ONE DAY, YOU WON’T CARE ANYMORE…
You know what I’m ridiculously good at? Getting lost in my thoughts. Seriously, if overthinking were an Olympic sport, I’d be standing on the podium with a gold medal, contemplating if I really deserved it. But here’s the thing that snaps me out of that mental spiral: One day, none of this will matter. Not in a dark, existential crisis way, but in a "wow, I actually don’t give a damn" kind of way. And honestly, that’s a pretty sweet thought.
I like to think my brain came up with this as a sneaky way to protect itself—a built-in, anti-overthinking alarm. Or maybe it’s just who I truly am when I’m not busy trying to impress the world. Either way, I wouldn’t be me without those moments where something seemed pointless but ended up being weirdly important.
Here’s the thing: I love thinking. It keeps me moving forward, seeing the bright side, and imagining all the good stuff in life. But overthinking? Ugh. It’s like that one person who overstays their welcome and never takes a hint to leave. It makes me panic-text friends for validation (or ChatGPT, because hey, why not?), all while knowing deep down that I’ve got this. Overthinking is the least productive hobby—throwing doubts at the wall to see which one sticks. Spoiler: none of them do.
When I catch myself sliding into that overthinking abyss, I slam on the brakes. Why drag things out and torture myself? There’s no “perfect” moment waiting like a fairy godmother with a checklist. No magic word that’ll suddenly make everything fall together or fall apart. Things either work out, or they don’t. Full stop.

━━━━

» **EXERCISE A**
Answer these questions about the essay on overthinking:
(i) If overthinking were an Olympic sport, where would the writer be standing?
(ii) Whom does overthinking make the writer panic-text for validation?
(iii) What does the writer do when sliding into the overthinking abyss?
» **EXERCISE B**
Carry the essay on overthinking forward from its last sentence, in the same voice.

━━━━

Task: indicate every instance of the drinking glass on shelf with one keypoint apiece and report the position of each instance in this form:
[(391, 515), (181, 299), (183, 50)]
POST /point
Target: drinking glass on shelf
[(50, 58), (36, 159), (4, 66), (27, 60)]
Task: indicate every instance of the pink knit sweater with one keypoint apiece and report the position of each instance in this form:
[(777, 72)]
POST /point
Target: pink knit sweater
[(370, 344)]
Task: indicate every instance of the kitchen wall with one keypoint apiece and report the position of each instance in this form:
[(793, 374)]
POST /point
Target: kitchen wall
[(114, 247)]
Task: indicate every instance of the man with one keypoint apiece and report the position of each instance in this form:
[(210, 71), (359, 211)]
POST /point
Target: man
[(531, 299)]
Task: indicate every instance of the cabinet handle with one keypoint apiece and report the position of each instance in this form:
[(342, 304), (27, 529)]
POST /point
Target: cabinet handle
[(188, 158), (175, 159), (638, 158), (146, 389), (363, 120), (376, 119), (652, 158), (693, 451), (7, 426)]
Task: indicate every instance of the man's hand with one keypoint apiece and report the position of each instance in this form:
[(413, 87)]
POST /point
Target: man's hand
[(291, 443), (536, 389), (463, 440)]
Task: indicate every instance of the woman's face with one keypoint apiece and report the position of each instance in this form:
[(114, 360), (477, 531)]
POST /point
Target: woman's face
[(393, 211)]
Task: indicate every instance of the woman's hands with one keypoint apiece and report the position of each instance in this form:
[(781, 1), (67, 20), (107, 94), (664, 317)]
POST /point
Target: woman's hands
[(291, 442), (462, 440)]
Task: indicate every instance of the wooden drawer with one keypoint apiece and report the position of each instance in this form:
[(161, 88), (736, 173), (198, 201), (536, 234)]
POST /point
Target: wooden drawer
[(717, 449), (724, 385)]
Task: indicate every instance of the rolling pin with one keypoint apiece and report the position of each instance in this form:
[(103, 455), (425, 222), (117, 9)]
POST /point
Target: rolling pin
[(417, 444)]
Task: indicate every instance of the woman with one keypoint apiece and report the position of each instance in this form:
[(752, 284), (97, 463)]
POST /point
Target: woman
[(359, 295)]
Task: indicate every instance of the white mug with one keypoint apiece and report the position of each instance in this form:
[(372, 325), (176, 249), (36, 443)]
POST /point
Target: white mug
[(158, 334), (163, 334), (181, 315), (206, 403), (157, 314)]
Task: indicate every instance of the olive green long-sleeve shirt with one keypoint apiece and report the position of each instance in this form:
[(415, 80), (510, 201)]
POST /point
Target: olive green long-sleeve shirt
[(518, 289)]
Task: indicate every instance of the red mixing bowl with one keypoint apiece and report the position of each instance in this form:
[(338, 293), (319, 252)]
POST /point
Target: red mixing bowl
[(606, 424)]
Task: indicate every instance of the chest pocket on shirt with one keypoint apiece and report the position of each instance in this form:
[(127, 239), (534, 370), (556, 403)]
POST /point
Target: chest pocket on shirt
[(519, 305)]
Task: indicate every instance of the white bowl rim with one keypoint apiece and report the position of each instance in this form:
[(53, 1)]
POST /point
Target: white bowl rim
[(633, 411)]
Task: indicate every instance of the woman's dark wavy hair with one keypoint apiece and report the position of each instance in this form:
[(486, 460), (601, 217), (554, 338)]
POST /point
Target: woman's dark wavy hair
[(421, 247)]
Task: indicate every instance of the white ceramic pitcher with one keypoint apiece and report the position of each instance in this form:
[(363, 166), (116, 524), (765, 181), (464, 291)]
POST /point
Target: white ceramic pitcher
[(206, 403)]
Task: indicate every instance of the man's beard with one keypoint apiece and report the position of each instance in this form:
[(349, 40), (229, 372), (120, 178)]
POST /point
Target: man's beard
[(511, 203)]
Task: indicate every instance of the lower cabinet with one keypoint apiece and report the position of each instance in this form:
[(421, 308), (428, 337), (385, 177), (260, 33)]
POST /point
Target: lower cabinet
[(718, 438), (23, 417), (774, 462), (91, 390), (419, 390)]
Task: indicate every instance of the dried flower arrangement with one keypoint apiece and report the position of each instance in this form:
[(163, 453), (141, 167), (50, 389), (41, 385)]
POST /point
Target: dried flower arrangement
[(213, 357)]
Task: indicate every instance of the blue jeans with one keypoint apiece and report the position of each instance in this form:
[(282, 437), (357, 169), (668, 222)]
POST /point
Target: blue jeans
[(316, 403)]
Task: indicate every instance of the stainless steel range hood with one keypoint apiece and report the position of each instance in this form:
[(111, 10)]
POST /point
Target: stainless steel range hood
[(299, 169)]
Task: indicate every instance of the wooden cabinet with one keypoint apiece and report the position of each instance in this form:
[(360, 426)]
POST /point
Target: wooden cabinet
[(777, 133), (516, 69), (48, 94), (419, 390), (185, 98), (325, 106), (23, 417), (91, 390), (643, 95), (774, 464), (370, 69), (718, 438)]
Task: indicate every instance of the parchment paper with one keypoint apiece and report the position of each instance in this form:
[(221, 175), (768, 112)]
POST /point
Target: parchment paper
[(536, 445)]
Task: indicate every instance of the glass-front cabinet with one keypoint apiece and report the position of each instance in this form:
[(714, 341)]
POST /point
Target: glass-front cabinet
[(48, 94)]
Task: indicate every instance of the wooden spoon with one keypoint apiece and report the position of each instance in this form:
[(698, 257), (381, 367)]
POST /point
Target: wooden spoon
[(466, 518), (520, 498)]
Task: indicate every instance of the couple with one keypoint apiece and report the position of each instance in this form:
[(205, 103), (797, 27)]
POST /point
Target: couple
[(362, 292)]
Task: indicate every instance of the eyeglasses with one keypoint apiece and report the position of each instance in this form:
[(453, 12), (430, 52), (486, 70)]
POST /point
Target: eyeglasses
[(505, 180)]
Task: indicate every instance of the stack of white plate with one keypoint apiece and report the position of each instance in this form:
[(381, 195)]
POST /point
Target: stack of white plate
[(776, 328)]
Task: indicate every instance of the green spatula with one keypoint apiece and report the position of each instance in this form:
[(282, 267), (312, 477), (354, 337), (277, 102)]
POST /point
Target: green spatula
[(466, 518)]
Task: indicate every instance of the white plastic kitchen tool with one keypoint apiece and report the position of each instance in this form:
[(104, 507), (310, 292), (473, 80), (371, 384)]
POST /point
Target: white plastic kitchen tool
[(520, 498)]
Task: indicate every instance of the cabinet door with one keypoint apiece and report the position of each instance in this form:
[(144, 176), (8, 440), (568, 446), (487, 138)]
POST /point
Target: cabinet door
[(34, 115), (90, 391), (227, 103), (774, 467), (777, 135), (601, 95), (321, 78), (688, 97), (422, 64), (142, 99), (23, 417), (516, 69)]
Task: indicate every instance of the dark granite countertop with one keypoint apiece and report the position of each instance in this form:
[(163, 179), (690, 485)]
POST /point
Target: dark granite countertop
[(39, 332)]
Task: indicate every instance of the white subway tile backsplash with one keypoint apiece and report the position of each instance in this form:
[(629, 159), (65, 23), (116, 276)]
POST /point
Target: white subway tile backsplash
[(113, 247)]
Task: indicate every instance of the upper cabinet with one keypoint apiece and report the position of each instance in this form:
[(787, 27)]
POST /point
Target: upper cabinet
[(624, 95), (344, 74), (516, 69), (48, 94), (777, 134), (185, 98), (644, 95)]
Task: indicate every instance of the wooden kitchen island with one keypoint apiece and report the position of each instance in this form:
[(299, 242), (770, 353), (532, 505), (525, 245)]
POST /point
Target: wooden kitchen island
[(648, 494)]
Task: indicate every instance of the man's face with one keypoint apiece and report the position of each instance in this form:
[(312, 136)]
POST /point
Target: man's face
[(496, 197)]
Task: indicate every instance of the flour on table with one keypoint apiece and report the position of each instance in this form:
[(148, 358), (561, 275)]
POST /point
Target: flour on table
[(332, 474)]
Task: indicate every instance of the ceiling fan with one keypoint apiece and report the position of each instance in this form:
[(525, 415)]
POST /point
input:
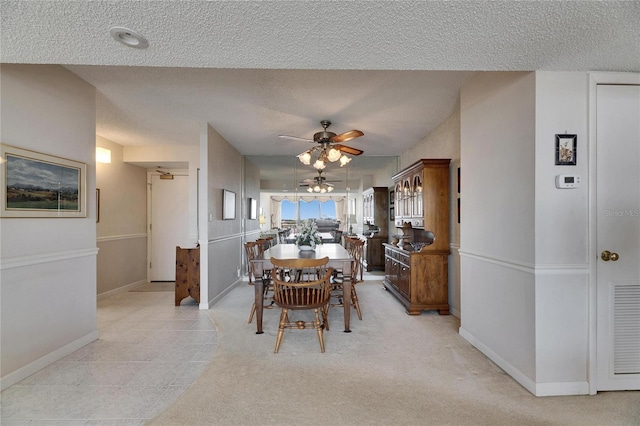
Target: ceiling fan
[(318, 183), (330, 146)]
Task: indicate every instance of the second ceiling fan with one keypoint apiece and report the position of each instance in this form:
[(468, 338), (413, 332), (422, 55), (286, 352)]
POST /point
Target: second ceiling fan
[(330, 146)]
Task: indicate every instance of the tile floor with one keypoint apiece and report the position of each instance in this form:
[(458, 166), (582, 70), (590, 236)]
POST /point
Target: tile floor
[(148, 353)]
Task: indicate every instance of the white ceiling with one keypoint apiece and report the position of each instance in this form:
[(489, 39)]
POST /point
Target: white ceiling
[(257, 69)]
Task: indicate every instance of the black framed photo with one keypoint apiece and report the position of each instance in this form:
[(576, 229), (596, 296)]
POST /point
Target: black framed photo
[(566, 150)]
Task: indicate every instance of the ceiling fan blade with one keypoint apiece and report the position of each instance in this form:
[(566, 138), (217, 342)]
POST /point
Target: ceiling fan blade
[(347, 136), (348, 150), (295, 138)]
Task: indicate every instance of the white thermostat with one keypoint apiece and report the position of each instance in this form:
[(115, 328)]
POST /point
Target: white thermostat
[(567, 181)]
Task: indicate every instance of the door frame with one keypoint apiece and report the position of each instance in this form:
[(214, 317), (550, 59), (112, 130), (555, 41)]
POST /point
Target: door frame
[(150, 173), (595, 79)]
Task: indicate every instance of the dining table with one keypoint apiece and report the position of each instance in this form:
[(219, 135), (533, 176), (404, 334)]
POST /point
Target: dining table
[(327, 237), (339, 258)]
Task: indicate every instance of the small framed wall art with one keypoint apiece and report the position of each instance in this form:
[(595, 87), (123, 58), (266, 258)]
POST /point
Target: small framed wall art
[(253, 208), (566, 148), (228, 205)]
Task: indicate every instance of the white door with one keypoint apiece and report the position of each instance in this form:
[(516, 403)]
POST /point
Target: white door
[(618, 237), (169, 225)]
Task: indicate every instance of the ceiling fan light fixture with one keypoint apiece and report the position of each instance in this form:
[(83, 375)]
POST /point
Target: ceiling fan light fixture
[(334, 154), (305, 158)]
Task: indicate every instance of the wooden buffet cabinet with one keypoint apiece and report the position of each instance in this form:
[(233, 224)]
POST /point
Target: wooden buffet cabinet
[(375, 212), (419, 279)]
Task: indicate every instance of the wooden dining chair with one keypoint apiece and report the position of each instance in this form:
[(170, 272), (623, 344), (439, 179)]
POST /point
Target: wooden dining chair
[(355, 247), (302, 284), (250, 251)]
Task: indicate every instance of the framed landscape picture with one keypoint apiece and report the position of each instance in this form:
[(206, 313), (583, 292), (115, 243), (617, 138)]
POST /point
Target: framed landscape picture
[(41, 185)]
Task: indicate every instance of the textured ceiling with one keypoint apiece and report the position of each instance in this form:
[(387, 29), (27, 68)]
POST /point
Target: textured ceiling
[(257, 69)]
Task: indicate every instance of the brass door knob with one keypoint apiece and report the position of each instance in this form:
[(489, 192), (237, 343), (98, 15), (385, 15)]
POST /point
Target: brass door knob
[(608, 256)]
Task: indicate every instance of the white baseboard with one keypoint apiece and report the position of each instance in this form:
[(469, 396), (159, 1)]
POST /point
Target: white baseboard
[(122, 289), (562, 388), (213, 301), (37, 365), (454, 312), (527, 383), (537, 389)]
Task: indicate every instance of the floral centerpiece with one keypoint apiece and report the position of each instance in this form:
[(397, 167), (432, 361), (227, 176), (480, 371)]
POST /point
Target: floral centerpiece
[(308, 237)]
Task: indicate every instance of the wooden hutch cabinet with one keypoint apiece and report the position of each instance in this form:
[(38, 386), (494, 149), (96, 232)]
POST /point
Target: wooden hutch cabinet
[(418, 276), (375, 212)]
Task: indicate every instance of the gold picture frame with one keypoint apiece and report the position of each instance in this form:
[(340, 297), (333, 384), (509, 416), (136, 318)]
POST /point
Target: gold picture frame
[(41, 185)]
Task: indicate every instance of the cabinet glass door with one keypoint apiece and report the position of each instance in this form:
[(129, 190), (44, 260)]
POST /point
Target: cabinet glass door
[(417, 196), (407, 195)]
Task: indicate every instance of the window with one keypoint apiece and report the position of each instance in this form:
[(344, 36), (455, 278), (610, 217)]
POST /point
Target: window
[(292, 212)]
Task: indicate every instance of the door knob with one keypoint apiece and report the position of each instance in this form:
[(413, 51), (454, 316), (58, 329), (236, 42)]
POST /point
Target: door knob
[(608, 256)]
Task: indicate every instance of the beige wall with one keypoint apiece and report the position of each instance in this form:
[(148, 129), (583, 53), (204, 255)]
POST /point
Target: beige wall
[(121, 230), (443, 142), (47, 265)]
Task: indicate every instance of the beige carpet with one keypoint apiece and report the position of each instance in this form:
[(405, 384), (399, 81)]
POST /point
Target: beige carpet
[(393, 369)]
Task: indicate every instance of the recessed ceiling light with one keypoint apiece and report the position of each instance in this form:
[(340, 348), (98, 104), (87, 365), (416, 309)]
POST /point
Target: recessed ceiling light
[(128, 37)]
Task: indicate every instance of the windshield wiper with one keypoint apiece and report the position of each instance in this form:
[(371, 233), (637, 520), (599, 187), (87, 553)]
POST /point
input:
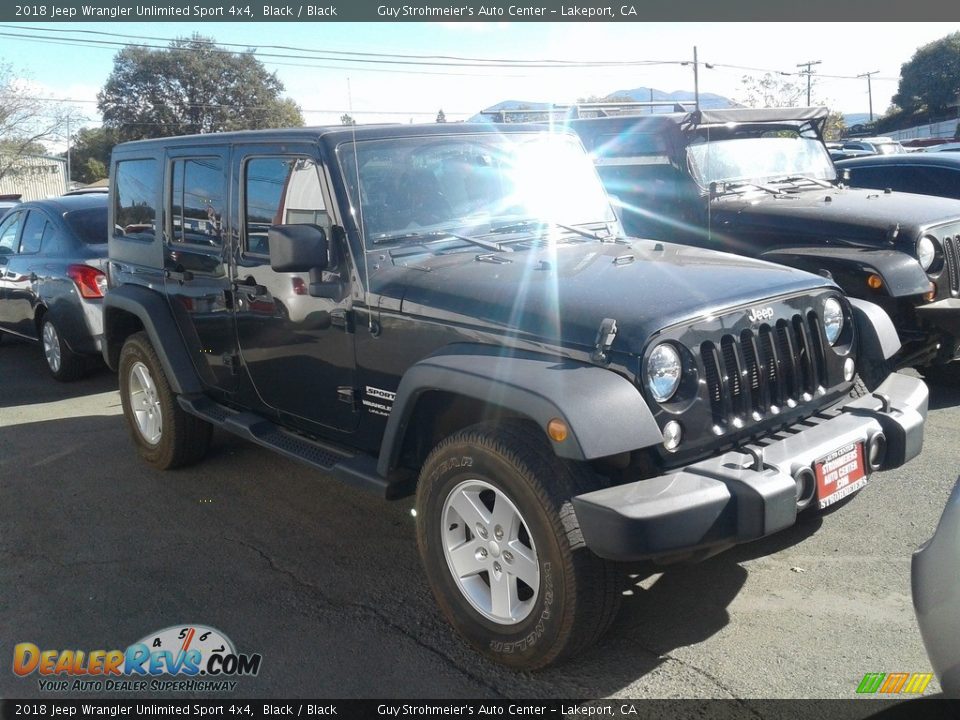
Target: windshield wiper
[(795, 178), (441, 235), (725, 187), (525, 224)]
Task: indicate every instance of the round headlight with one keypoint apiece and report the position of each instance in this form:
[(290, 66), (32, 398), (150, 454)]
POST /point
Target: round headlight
[(832, 320), (663, 372), (926, 251)]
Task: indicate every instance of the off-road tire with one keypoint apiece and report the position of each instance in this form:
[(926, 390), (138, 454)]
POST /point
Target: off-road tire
[(579, 593), (67, 365), (184, 438)]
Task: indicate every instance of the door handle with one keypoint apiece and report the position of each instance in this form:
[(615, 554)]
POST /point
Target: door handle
[(179, 276), (249, 286)]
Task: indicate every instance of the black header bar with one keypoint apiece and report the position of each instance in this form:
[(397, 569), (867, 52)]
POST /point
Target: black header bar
[(199, 11)]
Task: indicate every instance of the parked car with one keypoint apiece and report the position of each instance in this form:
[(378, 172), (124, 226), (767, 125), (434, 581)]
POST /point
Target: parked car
[(877, 145), (935, 576), (944, 147), (477, 330), (52, 259), (761, 183), (923, 173)]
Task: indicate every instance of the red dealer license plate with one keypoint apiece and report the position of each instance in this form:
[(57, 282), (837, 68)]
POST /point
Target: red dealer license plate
[(839, 474)]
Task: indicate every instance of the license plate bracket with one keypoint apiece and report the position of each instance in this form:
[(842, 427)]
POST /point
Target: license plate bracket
[(840, 474)]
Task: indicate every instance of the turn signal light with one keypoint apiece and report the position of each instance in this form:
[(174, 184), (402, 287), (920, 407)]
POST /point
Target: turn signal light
[(557, 430), (90, 281)]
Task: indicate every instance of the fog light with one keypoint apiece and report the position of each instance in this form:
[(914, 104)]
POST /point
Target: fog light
[(672, 434), (557, 430)]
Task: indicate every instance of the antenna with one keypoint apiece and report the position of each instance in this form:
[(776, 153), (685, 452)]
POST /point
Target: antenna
[(363, 236)]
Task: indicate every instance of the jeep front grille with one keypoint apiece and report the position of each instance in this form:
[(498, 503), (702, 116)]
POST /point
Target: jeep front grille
[(761, 371), (951, 258)]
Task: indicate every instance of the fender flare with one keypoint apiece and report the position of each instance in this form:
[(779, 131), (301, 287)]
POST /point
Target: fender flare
[(878, 335), (901, 273), (605, 412), (153, 312)]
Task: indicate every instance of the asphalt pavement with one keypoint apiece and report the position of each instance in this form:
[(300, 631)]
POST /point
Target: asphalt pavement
[(323, 580)]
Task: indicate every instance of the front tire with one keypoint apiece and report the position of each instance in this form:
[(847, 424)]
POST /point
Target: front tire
[(64, 364), (502, 549), (165, 435)]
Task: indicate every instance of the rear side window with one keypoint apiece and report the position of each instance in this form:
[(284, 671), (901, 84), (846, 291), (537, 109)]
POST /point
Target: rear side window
[(197, 201), (33, 230), (135, 199), (281, 191), (9, 229), (90, 224)]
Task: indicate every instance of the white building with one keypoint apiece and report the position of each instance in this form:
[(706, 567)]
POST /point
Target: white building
[(34, 177)]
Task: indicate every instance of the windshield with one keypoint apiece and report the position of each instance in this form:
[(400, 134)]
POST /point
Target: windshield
[(759, 160), (470, 184), (90, 225)]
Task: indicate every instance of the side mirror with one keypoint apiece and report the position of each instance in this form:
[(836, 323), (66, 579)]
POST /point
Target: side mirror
[(298, 248)]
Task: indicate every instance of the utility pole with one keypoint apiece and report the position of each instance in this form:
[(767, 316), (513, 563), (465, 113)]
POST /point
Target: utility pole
[(68, 154), (869, 90), (809, 73), (696, 78), (696, 81)]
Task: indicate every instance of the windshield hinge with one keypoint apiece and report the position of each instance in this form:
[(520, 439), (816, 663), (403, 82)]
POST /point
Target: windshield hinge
[(606, 334)]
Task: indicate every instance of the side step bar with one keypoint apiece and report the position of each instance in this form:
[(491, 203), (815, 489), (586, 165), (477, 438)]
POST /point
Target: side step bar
[(357, 469)]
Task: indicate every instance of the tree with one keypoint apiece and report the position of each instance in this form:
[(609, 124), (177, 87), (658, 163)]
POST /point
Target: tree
[(191, 87), (90, 154), (25, 120), (930, 80), (770, 90)]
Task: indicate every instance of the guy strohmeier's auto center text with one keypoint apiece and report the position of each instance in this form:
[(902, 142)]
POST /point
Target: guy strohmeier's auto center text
[(306, 11)]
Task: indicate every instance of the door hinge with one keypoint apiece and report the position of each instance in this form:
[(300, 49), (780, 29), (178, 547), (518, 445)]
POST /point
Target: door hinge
[(231, 362)]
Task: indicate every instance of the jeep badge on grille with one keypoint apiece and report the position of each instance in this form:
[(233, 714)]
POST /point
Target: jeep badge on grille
[(758, 314)]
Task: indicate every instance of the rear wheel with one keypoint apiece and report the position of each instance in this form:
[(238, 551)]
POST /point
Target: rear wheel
[(502, 549), (64, 364), (165, 435)]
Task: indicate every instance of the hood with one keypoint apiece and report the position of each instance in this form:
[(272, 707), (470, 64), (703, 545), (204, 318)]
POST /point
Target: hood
[(857, 214), (560, 294)]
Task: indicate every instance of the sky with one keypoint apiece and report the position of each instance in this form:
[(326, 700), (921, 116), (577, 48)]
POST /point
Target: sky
[(49, 57)]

━━━━

» **FINAL ANSWER A**
(i) On the podium with a gold medal, contemplating if they really deserved it.
(ii) Friends, or ChatGPT.
(iii) The writer slams on the brakes.

» **FINAL ANSWER B**
Have you ever noticed how “OMG, this is too much!” can be the flipside of “Aww, that’s so sweet!”? It’s really just a reflection of someone’s level of interest. The difference might seem subtle, but it’s significant. People’s reactions reflect their own perspectives, not your worth.
I spent so long trying to balance myself only to realize that I don’t need to. I am who I am because I am who I am. The love I have in my life comes from one big reason… MY people think “I am so sweet.” Read that again, however you like. Then think about it.
Not everyone is going to think you’re the bee’s knees, and that’s cool. It doesn’t mean they’re terrible people. It just means they’re not YOUR people. And it doesn’t mean you need to change a single thing about yourself. You’re not an IKEA shelf that needs constant adjusting to fit into someone else’s idea of “just right.” Be true to yourself rather than continually changing to meet others’ expectations.
When I think about the love I have in my life, it reminds me that I don’t need to do backflips to keep it. It’s there because I’m me, in all my too-muchness or not-enoughness. But the right people? They’re all in for it. No notes, no edits. They’ll see your quirks as gifts, not glitches.
So yeah, don’t overthink it. Be your wonderfully chaotic self, and act. And if things don’t turn out the way you pictured, it does not mean it’s on you. Just act; most things in life are better figured out sooner than later.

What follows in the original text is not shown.